Requirement: Pick out each line in the items below that contains the string "light", and copy those lines.
▬▬▬
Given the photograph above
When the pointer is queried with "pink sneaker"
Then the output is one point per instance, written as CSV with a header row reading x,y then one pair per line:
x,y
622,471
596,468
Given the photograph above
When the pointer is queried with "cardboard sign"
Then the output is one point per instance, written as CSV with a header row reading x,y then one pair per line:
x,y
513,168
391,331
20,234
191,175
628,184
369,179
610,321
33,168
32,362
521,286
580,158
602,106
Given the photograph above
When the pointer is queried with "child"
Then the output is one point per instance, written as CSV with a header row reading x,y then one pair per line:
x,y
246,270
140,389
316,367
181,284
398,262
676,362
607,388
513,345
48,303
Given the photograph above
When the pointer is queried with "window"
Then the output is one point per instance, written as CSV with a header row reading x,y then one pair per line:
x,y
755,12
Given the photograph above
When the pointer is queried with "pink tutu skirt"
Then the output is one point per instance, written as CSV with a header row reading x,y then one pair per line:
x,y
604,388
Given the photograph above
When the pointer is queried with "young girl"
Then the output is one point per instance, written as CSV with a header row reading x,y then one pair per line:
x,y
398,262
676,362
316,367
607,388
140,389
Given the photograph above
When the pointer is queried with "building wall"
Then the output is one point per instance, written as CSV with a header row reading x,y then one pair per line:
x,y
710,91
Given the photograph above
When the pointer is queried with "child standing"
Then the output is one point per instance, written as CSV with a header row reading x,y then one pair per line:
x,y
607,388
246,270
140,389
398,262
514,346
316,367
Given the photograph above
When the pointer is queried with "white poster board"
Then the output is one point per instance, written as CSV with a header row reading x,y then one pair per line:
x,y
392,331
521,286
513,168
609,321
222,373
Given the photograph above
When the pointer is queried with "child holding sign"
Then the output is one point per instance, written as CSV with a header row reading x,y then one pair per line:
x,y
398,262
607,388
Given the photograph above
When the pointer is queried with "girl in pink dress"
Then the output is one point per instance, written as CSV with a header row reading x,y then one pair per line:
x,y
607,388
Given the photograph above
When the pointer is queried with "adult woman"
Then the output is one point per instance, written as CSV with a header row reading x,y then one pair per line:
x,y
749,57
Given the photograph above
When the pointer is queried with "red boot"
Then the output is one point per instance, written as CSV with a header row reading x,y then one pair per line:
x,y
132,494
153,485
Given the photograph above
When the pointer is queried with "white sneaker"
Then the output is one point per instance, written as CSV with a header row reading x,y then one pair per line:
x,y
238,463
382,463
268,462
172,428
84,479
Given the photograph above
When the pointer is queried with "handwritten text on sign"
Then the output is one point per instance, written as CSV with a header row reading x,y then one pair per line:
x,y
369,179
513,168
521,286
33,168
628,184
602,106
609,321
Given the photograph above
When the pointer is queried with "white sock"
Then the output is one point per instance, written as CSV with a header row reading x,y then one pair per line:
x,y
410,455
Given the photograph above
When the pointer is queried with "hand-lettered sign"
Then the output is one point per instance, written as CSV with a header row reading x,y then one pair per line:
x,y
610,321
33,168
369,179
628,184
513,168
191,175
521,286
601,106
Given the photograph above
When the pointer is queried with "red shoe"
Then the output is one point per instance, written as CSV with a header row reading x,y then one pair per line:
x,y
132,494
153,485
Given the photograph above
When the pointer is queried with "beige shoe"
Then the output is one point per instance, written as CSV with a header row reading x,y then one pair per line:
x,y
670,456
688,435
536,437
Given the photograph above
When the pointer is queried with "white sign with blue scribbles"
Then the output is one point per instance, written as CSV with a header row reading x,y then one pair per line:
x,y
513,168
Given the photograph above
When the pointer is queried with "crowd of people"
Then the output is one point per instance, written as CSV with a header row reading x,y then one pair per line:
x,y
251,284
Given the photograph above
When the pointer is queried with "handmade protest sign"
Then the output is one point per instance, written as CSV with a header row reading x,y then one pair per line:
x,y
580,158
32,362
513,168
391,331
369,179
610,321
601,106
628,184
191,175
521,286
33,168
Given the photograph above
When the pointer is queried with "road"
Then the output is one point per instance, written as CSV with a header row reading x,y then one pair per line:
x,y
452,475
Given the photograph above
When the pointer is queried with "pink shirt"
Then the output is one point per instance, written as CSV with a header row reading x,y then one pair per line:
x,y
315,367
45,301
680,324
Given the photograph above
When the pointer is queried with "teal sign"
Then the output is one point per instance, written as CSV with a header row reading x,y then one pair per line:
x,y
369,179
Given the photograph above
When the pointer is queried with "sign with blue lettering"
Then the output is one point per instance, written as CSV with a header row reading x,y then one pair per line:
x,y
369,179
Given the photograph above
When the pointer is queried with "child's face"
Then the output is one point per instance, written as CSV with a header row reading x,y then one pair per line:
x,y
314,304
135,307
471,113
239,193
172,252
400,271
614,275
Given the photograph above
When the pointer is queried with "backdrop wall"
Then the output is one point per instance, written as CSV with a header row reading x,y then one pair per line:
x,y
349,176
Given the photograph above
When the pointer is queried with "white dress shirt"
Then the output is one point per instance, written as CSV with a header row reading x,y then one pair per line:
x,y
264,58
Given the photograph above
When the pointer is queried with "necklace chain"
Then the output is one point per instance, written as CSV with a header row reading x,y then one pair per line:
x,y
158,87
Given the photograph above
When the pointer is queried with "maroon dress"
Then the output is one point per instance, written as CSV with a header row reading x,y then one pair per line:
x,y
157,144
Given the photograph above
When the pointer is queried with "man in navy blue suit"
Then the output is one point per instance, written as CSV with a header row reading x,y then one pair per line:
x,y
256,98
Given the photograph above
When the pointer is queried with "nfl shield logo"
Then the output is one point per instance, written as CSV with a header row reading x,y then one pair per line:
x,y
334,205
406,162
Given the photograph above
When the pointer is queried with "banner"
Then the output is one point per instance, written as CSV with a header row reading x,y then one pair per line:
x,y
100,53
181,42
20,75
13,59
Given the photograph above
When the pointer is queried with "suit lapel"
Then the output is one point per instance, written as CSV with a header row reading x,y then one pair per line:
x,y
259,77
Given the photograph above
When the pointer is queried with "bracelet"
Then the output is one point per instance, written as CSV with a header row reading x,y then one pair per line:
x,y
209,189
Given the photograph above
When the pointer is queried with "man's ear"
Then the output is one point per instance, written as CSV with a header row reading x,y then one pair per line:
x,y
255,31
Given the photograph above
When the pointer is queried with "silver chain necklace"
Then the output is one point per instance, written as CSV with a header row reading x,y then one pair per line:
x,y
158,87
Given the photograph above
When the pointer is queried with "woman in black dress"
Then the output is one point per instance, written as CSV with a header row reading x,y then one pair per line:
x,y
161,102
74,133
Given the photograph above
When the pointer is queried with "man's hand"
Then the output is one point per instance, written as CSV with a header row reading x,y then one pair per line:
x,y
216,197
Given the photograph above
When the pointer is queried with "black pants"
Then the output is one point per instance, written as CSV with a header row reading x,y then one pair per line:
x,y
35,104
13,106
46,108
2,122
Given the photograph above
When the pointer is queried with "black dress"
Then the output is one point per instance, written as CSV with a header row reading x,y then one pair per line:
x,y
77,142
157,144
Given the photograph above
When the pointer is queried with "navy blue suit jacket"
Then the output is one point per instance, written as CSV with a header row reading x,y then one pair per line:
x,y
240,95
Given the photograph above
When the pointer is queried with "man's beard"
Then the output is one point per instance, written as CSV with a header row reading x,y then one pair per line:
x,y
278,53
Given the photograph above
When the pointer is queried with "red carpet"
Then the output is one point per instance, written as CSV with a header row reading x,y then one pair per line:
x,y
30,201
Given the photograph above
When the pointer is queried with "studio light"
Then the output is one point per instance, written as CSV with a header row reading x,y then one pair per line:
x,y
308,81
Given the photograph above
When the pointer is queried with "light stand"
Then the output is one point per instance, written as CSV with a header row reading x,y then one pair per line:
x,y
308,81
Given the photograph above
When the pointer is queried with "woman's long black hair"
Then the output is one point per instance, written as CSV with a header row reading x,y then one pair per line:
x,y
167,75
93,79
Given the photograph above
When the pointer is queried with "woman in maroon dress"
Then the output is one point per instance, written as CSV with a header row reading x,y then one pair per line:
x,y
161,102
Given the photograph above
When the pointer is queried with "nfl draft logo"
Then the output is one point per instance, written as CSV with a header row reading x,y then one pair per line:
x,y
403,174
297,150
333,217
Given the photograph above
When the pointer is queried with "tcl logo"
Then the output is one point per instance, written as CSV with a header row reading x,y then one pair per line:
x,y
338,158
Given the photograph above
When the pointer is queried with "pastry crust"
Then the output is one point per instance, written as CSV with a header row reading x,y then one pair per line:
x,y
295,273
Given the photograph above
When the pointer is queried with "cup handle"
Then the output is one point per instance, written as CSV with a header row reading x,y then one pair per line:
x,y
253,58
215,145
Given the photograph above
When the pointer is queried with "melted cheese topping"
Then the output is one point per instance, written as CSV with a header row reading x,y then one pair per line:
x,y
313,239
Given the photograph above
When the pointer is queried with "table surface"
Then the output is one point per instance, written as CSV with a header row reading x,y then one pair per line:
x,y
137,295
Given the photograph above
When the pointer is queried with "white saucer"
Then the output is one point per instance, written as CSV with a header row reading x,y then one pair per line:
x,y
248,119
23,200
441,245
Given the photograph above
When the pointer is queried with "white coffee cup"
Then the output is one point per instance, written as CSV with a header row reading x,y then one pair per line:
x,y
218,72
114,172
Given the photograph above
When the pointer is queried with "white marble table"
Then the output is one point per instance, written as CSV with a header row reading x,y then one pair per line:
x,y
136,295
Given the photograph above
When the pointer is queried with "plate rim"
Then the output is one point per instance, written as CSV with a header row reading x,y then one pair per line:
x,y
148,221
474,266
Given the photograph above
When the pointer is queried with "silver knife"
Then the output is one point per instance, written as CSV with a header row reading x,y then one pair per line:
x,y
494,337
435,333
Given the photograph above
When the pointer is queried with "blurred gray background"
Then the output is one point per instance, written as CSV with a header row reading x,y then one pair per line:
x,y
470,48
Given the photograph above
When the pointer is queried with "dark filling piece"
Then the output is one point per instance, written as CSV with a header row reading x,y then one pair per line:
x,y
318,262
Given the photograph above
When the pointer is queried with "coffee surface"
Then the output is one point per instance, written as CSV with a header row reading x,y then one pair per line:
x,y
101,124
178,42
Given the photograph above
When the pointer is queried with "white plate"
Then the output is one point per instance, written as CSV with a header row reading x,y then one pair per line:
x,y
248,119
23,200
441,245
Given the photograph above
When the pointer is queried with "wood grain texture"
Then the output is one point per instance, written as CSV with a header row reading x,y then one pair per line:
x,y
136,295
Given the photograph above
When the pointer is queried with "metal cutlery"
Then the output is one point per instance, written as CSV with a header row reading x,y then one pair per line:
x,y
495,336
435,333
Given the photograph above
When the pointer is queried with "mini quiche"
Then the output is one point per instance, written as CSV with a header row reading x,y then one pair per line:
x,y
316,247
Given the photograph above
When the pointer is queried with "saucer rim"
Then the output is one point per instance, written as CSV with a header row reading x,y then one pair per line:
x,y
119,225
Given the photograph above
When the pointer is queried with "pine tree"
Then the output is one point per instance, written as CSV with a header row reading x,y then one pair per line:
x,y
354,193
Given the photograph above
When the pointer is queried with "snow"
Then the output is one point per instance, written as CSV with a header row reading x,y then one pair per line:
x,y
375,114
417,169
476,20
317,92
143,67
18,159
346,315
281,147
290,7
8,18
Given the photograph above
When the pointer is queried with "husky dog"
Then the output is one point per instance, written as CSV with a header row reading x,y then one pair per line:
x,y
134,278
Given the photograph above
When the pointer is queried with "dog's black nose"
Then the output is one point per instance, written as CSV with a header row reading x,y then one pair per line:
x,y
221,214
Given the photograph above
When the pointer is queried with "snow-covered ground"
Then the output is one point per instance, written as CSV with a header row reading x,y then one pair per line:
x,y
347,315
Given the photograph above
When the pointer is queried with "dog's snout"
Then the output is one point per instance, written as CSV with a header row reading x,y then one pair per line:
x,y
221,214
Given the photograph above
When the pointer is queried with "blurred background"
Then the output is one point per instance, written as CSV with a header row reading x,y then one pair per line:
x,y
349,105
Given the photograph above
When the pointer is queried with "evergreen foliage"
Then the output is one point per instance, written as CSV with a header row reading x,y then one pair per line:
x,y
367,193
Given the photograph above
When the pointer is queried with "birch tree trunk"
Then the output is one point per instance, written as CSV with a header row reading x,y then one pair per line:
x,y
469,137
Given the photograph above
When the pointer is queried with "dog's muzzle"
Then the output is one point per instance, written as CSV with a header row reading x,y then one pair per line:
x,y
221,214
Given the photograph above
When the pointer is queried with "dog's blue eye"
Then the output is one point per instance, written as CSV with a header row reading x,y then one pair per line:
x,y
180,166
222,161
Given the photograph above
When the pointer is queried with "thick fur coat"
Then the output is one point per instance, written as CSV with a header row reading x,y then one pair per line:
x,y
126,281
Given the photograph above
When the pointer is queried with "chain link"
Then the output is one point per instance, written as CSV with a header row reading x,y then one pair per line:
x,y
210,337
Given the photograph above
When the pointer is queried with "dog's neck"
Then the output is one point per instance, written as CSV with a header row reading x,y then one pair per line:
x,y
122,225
▬▬▬
Written answer:
When the pointer is queried with "studio light"
When the pointer is queried with "light stand"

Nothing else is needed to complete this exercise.